Rewrite the records from the line containing "Point out the gray" through the end of the records, inclusive, replacing "vanity cabinet" with "bathroom cabinet" and leaving everything else unchanged.

↓

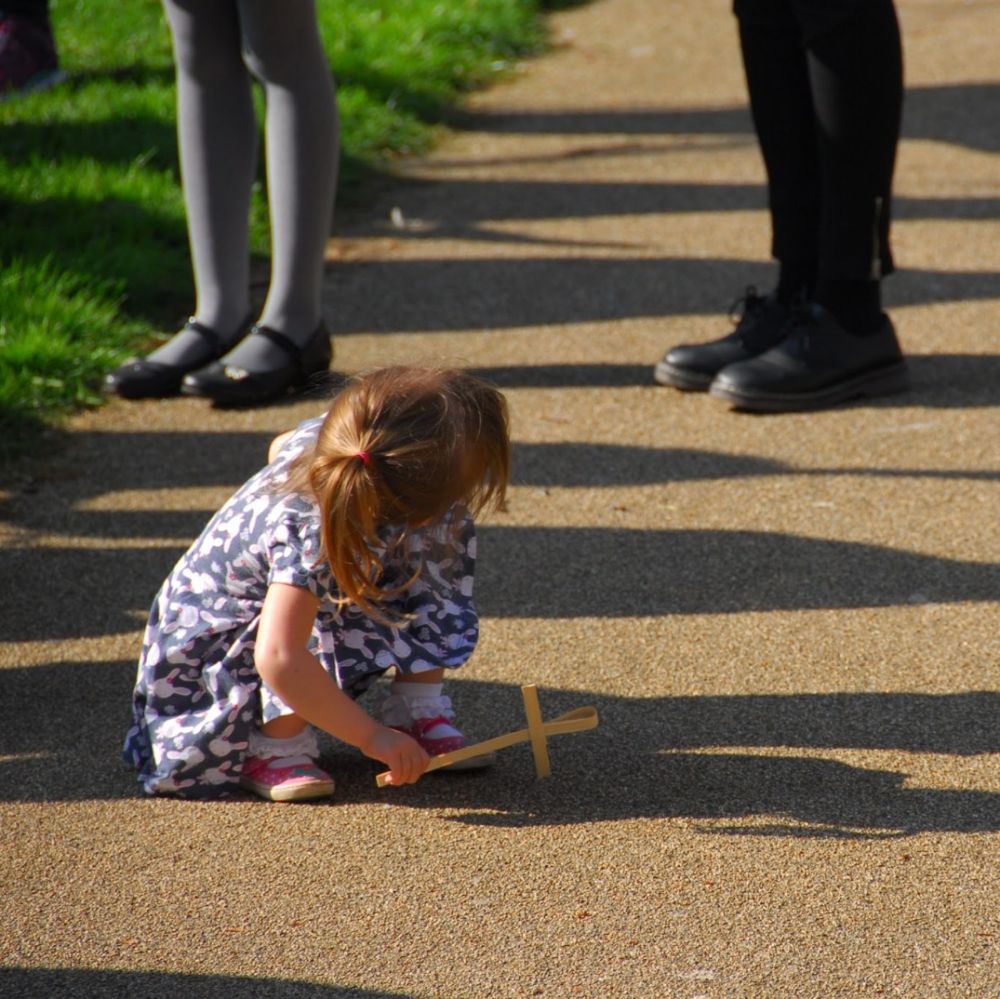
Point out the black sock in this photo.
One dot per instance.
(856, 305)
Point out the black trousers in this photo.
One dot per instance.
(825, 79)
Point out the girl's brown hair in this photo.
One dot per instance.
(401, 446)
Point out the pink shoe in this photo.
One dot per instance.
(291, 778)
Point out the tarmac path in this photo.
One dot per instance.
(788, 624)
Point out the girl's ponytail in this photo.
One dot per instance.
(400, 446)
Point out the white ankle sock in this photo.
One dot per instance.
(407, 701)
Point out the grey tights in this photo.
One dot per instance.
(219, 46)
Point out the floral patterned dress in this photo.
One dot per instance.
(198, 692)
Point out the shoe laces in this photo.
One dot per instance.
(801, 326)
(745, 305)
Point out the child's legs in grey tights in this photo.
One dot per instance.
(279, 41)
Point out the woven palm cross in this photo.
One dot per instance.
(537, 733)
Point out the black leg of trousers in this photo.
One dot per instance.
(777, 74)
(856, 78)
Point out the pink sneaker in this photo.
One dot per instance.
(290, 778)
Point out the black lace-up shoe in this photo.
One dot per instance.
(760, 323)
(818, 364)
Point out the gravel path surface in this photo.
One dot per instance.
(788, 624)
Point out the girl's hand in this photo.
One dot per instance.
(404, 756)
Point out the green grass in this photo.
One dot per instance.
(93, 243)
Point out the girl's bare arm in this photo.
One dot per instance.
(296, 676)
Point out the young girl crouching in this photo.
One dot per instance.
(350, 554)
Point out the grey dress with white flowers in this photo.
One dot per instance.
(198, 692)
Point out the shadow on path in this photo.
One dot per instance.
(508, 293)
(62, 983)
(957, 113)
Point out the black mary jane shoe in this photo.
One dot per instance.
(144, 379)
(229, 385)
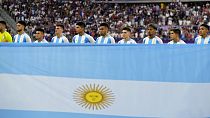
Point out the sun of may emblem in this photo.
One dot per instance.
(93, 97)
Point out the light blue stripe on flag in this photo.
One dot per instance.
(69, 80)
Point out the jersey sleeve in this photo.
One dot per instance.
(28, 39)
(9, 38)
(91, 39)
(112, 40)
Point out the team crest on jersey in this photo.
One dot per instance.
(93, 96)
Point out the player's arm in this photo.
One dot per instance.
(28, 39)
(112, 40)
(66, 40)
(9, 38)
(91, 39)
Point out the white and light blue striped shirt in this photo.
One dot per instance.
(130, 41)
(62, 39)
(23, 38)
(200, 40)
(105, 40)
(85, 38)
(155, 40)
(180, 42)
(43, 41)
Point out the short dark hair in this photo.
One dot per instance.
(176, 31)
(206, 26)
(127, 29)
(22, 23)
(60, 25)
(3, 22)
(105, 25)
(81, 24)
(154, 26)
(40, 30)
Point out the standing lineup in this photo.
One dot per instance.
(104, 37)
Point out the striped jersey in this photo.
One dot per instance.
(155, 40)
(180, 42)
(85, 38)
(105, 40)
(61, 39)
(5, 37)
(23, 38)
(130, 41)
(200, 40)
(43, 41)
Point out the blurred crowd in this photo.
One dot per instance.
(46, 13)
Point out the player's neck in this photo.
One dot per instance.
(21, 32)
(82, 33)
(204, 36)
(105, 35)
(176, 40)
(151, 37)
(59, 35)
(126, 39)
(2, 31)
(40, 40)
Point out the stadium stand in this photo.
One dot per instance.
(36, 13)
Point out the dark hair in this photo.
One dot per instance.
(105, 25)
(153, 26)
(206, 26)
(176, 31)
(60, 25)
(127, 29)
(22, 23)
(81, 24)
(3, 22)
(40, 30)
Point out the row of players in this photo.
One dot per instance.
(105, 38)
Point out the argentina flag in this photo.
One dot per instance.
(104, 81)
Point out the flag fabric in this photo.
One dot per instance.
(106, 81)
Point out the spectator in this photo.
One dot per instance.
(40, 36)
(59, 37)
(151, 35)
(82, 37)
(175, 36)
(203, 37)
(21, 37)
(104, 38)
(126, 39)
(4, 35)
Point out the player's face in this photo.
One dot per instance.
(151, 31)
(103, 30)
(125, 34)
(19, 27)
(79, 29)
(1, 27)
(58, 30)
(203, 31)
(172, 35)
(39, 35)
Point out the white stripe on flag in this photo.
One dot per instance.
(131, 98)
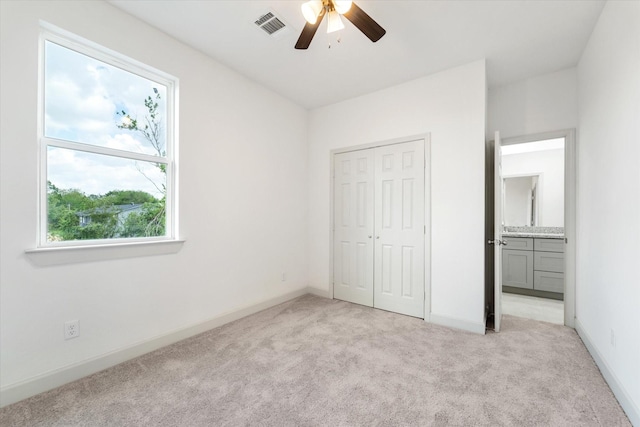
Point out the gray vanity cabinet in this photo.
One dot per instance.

↑

- _SOLUTION TO THIS PROBLEM_:
Point out the gray bathroom cabinet in this photo.
One dot per instance.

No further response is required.